Directions for this task ->
According to the project summary below on platelet-derived factors and Alzheimer's disease, why does the study focus on hippocampus function? Answer in one to three sentences.

Text provided ->
Role of platelet-derived factors in ameliorating Alzheimer's disease pathology
Aging alters the adult brain in ways that lead to impaired learning and memory, and an increased risk for Alzheimer’s disease (AD). A growing body of work indicate that factors in young blood have the potential to reverse age-related impairments in the brain in animal models of aging and AD. The proposed study will determine the therapeutic potential of young platelets, and platelet-derived circulating factors, to reverse neurodegenerative phenotypes in a mouse model of AD, and elucidate their downstream mechanisms of action. The results will have significant translational potential, identifying a blood-based therapeutic intervention to restore functions underlying AD-related cognitive impairments and broadly counter dementia-related neurodegenerative diseases.
The therapeutic potential of young blood plasma in the context of aging and Alzheimer's disease (AD) has generated widespread interest in the potential use of plasma administration as a direct therapy in humans. However, the identification of individual therapeutic targets within young plasma and their mechanisms of action will allow for a more feasible long-term therapy, with fewer potential adverse effects to patients. The goal of our study is to investigate the therapeutic potential of young platelets, and their released circulating factors, in treating AD-related neurodegeneration and cognitive dysfunction. As aging induces functional changes in the adult hippocampus that drive increased susceptibility to AD, we will investigate the therapeutic potential of administering young platelets, and the platelet-derived factor PF4, on hippocampus function in a mouse model of AD using a combination of cellular viral-tracing, RNA-sequencing, and behavioral cognitive testing. Efforts to identify rejuvenating and therapeutic compounds within young blood responsible for the beneficial effects of intravenous young plasma administration on brain function in aged mice and AD-mouse models have targeted almost exclusively soluble proteins. However, we have approached this challenge from an alternative perspective, identifying platelets, and platelet-derived factors, in young blood plasma as cellular and molecular drivers of rejuvenation on the aged hippocampus. From a translational perspective, our study is innovative in that it seeks to identify systemic blood-borne factors as therapeutic targets to counter disease pathology in AD. Ultimately, building upon our findings in the aging brain and our proposed studies in AD-mouse models, we aim to translate blood-based therapeutic approaches for the amelioration of functional impairments in AD patients.

Provided material ->
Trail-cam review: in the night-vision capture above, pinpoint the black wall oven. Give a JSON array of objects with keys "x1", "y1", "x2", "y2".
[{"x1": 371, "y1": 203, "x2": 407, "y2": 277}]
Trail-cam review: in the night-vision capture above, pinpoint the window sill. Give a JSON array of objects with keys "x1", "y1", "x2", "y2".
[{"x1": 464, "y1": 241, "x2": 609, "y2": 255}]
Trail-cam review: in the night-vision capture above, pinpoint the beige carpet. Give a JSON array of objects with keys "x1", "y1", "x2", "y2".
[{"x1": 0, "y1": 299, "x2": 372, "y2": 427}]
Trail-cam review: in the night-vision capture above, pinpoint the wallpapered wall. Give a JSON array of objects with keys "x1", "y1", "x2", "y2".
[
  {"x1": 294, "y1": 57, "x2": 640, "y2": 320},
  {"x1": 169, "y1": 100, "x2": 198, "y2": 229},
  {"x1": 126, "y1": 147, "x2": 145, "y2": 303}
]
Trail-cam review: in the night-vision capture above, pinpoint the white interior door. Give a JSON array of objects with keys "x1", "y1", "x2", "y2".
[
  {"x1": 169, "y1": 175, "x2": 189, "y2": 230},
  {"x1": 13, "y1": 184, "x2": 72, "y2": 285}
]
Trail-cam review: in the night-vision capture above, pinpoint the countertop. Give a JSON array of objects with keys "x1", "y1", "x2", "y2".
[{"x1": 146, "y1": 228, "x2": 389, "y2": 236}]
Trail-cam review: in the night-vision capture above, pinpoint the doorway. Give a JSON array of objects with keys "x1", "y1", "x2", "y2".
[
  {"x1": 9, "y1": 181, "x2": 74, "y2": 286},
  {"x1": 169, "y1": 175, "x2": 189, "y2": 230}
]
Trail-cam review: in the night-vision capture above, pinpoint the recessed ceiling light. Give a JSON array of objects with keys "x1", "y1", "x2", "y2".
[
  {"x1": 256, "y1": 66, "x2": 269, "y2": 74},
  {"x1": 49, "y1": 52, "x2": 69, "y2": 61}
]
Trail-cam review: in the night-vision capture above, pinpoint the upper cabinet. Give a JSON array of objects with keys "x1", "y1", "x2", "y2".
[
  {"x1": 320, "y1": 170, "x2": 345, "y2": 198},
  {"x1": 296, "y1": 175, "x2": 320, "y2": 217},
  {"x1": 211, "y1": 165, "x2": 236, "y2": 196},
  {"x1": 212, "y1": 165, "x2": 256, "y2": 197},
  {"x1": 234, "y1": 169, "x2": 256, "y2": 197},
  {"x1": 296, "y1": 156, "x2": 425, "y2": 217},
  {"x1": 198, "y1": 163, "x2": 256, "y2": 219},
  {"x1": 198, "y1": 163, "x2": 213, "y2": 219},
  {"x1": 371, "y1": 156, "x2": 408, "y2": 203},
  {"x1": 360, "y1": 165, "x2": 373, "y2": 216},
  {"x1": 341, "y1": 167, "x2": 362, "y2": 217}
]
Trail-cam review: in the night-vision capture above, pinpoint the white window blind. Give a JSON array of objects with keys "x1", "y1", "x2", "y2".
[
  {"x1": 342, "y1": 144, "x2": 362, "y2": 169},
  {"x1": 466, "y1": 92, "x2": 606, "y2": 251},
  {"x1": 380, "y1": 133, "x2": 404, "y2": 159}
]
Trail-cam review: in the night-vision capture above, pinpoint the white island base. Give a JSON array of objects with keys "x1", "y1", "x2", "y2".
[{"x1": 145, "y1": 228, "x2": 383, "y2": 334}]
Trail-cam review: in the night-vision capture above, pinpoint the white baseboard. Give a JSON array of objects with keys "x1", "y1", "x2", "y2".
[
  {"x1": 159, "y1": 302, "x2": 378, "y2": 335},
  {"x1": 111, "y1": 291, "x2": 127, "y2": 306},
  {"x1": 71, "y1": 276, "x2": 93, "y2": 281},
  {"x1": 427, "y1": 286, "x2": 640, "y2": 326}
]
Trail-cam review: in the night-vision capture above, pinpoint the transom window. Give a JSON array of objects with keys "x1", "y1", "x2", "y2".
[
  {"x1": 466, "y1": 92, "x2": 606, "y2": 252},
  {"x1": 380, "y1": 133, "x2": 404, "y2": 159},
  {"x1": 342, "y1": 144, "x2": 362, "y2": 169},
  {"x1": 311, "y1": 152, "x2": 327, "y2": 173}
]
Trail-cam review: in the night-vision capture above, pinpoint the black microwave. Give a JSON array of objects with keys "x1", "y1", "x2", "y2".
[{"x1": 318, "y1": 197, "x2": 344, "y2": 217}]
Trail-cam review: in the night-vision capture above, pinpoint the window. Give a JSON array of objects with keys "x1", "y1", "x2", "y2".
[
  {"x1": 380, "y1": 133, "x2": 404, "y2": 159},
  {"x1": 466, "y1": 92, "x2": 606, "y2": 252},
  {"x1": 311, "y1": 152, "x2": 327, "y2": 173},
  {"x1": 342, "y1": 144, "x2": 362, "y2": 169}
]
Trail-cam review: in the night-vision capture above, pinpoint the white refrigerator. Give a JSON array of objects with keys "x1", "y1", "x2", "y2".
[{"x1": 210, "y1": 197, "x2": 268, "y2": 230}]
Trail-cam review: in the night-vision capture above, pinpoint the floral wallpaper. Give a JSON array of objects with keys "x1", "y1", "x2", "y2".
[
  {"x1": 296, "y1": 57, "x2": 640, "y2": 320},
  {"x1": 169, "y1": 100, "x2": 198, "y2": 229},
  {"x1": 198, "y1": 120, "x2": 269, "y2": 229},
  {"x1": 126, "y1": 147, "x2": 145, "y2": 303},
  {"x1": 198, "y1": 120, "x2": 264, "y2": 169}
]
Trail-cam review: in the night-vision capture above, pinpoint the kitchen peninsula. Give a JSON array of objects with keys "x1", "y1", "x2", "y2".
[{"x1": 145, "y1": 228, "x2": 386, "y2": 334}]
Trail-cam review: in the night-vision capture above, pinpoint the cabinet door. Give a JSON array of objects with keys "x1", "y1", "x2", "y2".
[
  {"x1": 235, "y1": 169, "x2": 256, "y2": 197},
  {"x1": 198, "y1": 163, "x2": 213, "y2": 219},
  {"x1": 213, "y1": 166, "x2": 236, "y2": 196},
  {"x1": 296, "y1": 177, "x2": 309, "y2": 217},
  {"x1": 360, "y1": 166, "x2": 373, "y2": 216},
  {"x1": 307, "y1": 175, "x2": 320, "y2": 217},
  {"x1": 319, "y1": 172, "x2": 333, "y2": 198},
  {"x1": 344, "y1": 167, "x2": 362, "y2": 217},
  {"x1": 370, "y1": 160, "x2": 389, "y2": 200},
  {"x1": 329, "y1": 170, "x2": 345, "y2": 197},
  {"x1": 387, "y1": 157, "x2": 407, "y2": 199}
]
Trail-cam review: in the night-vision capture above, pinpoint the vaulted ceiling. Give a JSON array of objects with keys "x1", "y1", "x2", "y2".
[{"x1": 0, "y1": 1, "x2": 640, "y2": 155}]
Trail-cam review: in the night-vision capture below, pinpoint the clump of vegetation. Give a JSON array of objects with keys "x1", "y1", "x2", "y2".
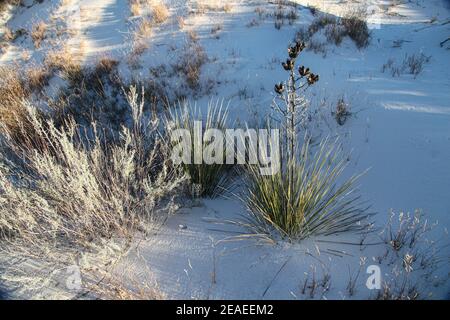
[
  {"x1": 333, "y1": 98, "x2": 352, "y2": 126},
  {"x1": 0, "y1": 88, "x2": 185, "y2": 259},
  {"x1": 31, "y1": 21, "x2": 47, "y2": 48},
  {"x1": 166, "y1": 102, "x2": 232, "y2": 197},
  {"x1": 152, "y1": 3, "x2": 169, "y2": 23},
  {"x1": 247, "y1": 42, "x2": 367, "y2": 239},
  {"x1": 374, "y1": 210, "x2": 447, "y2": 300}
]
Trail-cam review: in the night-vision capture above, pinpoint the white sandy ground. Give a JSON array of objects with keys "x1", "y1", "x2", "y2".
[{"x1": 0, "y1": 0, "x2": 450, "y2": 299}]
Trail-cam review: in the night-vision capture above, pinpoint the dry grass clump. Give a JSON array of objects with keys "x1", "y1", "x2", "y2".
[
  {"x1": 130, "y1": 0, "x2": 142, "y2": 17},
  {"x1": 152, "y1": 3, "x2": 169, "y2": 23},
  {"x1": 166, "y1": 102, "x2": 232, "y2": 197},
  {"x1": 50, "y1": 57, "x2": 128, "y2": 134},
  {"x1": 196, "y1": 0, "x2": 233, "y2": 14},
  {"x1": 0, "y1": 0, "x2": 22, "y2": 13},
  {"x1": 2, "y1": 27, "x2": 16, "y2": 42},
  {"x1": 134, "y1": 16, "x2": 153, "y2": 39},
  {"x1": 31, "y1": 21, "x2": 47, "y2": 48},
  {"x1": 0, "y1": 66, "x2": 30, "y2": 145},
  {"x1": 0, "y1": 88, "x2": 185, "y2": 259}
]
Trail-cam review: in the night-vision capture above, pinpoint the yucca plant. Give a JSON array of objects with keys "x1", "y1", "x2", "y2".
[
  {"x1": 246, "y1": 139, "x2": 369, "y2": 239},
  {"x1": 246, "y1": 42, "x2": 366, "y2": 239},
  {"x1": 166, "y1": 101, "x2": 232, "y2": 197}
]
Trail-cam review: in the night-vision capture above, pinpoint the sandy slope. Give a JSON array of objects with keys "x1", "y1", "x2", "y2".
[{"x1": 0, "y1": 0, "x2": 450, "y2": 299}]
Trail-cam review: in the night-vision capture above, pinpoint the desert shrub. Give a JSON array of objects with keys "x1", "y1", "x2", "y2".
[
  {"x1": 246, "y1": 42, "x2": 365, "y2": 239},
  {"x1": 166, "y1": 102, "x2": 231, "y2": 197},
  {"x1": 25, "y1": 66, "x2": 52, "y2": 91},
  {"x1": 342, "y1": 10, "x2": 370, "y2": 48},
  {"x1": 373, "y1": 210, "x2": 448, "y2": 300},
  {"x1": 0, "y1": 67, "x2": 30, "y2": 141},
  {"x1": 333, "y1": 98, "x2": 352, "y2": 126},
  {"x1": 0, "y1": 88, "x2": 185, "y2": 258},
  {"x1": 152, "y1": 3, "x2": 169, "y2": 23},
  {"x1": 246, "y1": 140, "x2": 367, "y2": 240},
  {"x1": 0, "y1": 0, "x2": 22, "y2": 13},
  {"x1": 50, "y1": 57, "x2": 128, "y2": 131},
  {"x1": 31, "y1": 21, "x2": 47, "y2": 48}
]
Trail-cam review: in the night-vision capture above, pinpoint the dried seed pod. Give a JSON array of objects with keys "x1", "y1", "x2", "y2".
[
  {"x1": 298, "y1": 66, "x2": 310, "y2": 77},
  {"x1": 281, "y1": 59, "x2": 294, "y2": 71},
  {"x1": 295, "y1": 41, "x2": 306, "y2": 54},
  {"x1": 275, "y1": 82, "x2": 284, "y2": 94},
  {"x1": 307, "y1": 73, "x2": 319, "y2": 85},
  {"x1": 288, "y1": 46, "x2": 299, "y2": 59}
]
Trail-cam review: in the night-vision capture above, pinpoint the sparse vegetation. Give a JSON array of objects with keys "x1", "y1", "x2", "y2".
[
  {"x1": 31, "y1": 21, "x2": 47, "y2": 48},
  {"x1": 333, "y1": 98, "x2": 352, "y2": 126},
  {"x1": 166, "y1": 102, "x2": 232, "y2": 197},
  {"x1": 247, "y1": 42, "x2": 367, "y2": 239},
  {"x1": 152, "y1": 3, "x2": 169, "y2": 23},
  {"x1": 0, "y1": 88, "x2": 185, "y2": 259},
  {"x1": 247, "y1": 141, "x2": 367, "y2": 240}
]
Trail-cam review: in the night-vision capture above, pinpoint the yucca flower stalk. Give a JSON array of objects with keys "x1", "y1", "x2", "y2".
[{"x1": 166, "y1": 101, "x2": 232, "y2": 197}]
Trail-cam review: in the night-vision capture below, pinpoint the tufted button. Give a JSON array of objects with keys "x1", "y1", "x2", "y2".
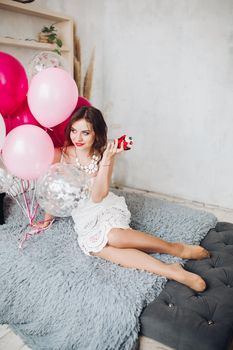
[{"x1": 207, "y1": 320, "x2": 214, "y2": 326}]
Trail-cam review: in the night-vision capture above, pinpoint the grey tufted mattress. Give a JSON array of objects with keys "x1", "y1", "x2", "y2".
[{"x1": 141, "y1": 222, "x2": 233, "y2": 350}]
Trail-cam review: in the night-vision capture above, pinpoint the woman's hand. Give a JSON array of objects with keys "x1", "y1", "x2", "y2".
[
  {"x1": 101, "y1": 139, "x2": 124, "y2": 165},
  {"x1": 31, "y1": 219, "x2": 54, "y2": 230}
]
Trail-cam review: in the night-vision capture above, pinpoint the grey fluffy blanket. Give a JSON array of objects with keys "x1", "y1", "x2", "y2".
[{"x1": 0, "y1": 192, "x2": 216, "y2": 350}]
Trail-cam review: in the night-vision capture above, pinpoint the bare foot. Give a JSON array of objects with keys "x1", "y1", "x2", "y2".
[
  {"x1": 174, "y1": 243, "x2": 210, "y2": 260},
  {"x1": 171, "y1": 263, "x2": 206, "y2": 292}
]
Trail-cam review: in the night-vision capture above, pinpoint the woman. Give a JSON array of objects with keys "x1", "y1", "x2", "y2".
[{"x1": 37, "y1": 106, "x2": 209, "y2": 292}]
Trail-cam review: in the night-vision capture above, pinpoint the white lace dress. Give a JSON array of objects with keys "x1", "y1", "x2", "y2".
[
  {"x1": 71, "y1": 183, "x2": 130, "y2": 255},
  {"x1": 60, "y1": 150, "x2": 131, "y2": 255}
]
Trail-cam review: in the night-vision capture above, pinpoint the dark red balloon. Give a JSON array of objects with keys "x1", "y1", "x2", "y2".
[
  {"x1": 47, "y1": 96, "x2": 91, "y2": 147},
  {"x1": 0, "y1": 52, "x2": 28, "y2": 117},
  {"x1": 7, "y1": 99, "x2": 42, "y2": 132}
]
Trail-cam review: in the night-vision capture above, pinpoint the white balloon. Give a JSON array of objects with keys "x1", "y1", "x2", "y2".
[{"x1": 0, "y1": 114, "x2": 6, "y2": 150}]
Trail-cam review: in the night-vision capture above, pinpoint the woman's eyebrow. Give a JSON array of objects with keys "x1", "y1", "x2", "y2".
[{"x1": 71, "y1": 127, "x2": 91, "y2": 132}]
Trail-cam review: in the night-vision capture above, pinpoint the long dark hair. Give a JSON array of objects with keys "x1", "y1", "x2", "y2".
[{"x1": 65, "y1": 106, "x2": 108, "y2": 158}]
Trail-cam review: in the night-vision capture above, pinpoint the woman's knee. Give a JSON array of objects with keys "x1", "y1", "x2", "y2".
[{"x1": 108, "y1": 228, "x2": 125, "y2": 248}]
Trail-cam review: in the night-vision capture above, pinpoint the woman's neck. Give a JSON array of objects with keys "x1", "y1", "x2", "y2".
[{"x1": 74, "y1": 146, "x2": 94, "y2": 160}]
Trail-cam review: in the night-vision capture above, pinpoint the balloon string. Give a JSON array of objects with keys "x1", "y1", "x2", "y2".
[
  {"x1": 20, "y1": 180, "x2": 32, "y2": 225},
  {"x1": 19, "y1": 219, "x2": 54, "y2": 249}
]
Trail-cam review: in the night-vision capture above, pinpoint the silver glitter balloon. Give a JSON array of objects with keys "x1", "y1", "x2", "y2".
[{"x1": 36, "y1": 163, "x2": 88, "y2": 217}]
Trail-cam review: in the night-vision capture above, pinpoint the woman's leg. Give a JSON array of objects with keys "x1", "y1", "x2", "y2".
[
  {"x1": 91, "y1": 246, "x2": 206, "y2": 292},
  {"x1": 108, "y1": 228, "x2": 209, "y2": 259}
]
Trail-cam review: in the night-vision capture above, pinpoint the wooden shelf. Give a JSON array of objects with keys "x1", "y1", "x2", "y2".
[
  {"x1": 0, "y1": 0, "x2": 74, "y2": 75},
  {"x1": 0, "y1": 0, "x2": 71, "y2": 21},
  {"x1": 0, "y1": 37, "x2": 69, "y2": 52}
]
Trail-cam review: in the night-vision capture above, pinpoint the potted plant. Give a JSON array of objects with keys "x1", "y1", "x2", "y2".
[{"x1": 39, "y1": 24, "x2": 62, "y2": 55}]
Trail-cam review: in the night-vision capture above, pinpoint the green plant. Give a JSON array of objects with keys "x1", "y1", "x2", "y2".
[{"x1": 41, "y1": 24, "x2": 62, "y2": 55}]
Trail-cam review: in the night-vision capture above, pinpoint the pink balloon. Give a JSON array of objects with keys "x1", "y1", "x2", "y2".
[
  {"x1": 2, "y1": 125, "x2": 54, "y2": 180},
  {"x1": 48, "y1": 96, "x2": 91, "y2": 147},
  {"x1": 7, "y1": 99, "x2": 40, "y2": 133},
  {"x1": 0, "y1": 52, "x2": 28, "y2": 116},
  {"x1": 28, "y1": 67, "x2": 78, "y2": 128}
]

Task output ->
The study focuses on the hippocampus because aging causes functional changes in the adult hippocampus that increase susceptibility to Alzheimer's disease. It will therefore test whether young platelets and the platelet-derived factor PF4 improve hippocampus function in a mouse model of the disease.